— Given text —

Edward Tregear's tribute

Edward Tregear's tribute

In Wellington's Evening Post of 14 January 1886 a description of Taranaki's Mountain Road settlements and a passionate appeal for help for the sufferers in the fires appeared over the name of Edward Tregear. As a surveyor in Taranaki from 1875 to January 1885 Tregear had followed the bush settlements from their infancy. We will conclude our treatment of the bush yeoman enterprise by drawing on his appeal to the hearts and imagination of the Wellington public. He first described how the road had been put through 40 miles of heavy forest ‘traversed by innumerable rivers and streams fed by the snows of Egmont’.

Along this road a chain of settlements was formed, little villages each with its cluster of outlying farms, and with roads leading away into the dense bush. Now the railway passes along the Mountain Road, and countless streams are bridged, but a few years ago … one might see men plunging through mud knee-deep (and even waist-deep) for miles; women with their babies on their backs fording the streams and crossing the rivers on trees felled that the branches might reach the opposite side…. There the first settlers, whether Briton or Dane, emulated each other in a struggle of dire economy and stubborn endurance, getting enough perhaps from the grass seed grown on the rich ashes of their first burn to keep life and soul together against another winter of reeking moisture and mud. The children gathered the edible fungus from the felled logs … that those few pence might help. The women worked side-by-side with the men from dawn to dark in the work of ‘logging up’ the charred and smutty timber, and hewing out the massy stumps. Little by little, year by year, their reward became visible; a cow was bought, poultry increased, a better roof was over their heads; schoolhouses began to be built near improved roads … Their fight with water ended in triumph. This year they have met a new and more insatiate foe—unsparing fire. The earnings of years, the result of heroic self denial, the fruit of their patient courage, lies in ashes, and they must commence life anew.

— Study material —
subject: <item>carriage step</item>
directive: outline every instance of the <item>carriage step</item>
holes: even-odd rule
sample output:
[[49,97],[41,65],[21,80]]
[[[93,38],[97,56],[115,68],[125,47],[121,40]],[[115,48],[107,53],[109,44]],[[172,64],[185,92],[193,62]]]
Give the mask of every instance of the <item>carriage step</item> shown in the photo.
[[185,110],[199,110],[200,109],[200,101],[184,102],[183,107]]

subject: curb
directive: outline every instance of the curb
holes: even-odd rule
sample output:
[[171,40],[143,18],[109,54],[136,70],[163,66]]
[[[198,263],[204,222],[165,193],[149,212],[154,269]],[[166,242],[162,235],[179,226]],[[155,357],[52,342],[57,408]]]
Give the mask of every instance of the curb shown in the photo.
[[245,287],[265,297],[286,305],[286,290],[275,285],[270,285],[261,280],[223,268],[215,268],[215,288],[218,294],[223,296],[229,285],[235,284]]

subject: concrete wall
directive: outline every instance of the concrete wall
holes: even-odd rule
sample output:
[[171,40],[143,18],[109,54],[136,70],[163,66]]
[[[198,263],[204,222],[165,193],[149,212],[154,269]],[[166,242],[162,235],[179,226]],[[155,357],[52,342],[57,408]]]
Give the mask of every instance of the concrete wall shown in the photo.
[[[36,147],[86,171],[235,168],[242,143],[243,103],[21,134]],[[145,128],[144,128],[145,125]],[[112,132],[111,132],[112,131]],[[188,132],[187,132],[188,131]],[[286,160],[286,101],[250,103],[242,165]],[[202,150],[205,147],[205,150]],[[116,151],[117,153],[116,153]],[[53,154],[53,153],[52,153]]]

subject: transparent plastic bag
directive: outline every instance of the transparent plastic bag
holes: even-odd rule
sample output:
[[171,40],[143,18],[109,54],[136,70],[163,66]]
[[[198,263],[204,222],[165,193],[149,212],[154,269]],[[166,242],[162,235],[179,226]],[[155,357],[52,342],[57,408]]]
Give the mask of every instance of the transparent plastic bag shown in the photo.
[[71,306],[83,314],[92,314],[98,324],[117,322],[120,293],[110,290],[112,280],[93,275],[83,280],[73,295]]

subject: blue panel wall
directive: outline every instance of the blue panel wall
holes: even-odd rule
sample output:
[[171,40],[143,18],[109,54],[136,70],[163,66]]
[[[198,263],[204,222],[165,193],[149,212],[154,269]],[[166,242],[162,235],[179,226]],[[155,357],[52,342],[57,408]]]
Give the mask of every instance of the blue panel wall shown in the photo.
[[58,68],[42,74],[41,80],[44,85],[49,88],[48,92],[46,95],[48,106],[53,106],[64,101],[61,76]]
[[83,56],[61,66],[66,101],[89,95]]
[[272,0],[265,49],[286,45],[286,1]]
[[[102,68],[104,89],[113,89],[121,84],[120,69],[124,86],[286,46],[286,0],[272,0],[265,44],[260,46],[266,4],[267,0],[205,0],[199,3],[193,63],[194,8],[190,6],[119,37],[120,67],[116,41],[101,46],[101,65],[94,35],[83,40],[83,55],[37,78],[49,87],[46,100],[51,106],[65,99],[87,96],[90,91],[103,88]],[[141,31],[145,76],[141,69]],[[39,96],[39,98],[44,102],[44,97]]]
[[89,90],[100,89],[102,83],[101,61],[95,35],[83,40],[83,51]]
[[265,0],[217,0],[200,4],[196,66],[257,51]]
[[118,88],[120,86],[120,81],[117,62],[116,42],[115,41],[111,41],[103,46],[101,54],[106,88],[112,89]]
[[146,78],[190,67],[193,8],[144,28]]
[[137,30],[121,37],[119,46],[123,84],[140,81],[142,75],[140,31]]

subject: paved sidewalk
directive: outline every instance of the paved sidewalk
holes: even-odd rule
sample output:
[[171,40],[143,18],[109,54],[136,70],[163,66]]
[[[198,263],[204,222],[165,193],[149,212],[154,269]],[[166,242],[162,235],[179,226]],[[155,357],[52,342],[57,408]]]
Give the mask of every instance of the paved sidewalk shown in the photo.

— Problem set —
1. Duplicate the passage of the Edward Tregear tribute that begins at the words "In Wellington's Evening" and stops after "snows of Egmont’.".
2. According to the Edward Tregear tribute, during what period did Tregear work as a surveyor in Taranaki?
The listing has no connection to the Edward Tregear tribute.

— Response list —
1.
In Wellington's Evening Post of 14 January 1886 a description of Taranaki's Mountain Road settlements and a passionate appeal for help for the sufferers in the fires appeared over the name of Edward Tregear. As a surveyor in Taranaki from 1875 to January 1885 Tregear had followed the bush settlements from their infancy. We will conclude our treatment of the bush yeoman enterprise by drawing on his appeal to the hearts and imagination of the Wellington public. He first described how the road had been put through 40 miles of heavy forest ‘traversed by innumerable rivers and streams fed by the snows of Egmont’.

2. From 1875 to January 1885.